= Secretarial school =

Type of educational institution

A secretarial school or secretarial college is an educational institution that specializes in teaching its students to work as a secretary.

The entry requirements for the profession of secretary in the 19th and 20th centuries were low: having shorthand and typing skills were the only skills required for the position. After finishing high school or after reaching the allowed age for workforce entry, if needed it was possible take courses lasting several weeks, to learn how to write shorthand and typing, which advanced entry into a shorthand or writing pool secretary position; these schools or private schools offering courses in typing, for example, existed as early as the 1880s. "For example, a secretarial school might offer programs of training leading to positions as a clerk-typist, receptionist, secretary, stenographer, or typist". In turn, secretarial schools may influence perceptions of what tasks are appropriate to be performed by a secretary.

By the 1990s it was noted that "[t]he term 'secretarial school' itself has become antiquated in the United States; today most business and secretarial schools leave the word 'secretarial' out of their name".

==Institutions==
In 1911, Katharine Gibbs and her sister Mary Ryan opened their first secretarial school, Gibbs College, in Providence, Rhode Island. Initially, the school was not marketed specifically to women, but labor shortages from World War I pushed more women into the work space and, by 1917, the school was advertising “Secretarial Training for Educated Women”. The Gibbs schools promoted a message of female empowerment, while focusing on the type of education that would be most valuable to women at the time. The Gibbs schools promoted the ideas that secretarial training was the path to a career for women. Capitalizing on gender-based restrictions of the time, Gibbs created an educational empire.

***

PARTS OF THE EXERCISE:
**a)** According to the article on secretarial schools, in what city did Katharine Gibbs and her sister Mary Ryan open their first school?
**b)** Continue the article on secretarial schools from its last sentence.

(Extracted material)
***

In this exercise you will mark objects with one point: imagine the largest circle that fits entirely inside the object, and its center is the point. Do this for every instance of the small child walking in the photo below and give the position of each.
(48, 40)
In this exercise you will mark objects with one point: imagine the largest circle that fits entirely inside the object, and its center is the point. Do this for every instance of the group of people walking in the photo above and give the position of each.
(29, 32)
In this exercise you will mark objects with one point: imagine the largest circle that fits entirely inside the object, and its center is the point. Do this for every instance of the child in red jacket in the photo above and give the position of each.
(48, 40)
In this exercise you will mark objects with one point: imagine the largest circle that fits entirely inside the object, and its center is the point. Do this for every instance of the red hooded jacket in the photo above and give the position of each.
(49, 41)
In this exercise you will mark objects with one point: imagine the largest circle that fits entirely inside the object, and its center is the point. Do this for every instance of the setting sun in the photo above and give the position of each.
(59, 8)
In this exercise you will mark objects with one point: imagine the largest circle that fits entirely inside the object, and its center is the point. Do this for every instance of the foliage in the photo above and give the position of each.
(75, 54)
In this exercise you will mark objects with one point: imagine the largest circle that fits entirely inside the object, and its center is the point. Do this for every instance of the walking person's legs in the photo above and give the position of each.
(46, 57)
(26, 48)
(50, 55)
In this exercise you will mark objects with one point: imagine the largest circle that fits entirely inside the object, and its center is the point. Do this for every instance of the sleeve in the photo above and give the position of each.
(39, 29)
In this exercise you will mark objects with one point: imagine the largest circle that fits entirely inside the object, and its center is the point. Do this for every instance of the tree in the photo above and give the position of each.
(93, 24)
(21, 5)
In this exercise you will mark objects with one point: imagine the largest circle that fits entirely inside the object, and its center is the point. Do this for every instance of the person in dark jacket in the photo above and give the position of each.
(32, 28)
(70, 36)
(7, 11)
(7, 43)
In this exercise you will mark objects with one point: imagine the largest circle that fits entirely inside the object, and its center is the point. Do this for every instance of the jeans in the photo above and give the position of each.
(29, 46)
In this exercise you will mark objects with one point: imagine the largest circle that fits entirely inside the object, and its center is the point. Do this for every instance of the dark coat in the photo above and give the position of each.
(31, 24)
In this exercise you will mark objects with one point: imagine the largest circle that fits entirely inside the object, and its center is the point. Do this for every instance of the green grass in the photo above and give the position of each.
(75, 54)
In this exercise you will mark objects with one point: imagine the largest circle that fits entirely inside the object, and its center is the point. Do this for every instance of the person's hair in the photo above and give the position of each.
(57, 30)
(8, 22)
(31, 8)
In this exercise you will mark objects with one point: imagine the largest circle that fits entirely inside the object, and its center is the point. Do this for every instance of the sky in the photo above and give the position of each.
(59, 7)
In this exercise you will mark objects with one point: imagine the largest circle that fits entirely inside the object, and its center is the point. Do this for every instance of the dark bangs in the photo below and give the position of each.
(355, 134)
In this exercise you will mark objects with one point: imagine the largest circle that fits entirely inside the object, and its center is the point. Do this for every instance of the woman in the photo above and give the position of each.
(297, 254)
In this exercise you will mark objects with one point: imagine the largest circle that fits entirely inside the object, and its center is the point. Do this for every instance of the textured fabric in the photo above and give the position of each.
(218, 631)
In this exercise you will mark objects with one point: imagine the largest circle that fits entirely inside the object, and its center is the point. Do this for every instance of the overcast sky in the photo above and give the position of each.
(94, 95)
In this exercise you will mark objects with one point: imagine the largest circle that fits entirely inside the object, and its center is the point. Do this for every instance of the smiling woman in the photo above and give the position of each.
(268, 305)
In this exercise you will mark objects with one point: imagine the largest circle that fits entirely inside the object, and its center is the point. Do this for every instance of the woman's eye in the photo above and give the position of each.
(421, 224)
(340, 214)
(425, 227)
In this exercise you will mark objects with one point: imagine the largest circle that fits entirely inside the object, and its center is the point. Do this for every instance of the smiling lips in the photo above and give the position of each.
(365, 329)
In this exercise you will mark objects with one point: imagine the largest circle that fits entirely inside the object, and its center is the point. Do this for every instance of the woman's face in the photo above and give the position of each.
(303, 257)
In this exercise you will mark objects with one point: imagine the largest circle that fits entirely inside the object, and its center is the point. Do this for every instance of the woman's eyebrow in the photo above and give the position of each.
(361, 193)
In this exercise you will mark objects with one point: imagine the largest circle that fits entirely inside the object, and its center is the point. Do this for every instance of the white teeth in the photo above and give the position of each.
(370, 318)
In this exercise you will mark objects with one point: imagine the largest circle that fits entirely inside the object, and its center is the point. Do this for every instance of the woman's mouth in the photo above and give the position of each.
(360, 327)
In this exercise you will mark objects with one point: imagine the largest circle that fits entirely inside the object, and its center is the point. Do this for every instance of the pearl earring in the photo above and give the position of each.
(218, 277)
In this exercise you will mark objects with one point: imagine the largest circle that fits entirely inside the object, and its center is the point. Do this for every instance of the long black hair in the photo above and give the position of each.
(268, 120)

***

WRITTEN RESPONSES:
**a)** Providence, Rhode Island.

**b)**
To set it apart from other secretarial schools of the era, the Gibbs school was marketed as selecting only women of a high socioeconomic status, making them highly appealing to young women from elite backgrounds. Gibbs distinguished her schools from her competitors, and she did so by offering courses in dressing appropriately, serving tea, and other societal refinements.

The Oxford & County Secretarial College (the "Ox and Cow") was a prestigious secretarial school for young women centrally located in the university City of Oxford. Founded in 1936 by the Hall family (Ernest and Irene Hall), it moved to its well-known central location at 34 St. Giles in 1952, where it was based until 1999.

Hagerstown Business College, founded in 1938 by Edward J. Hajek, offered programs in bookkeeping, general business and secretarial studies. In 1949, the school developed a specialized medical secretarial program ("Maryland Medical Secretarial School") becoming one of the first schools in the country to offer such a program. A specialized legal secretarial program was later added around 1961.

With the rise of feminism in the 1960s and 1970s secretarial schools began to fade. In 1968, the Gibbs family sold the schools to corporate buyers, who worked to transition the schools' identity over the years.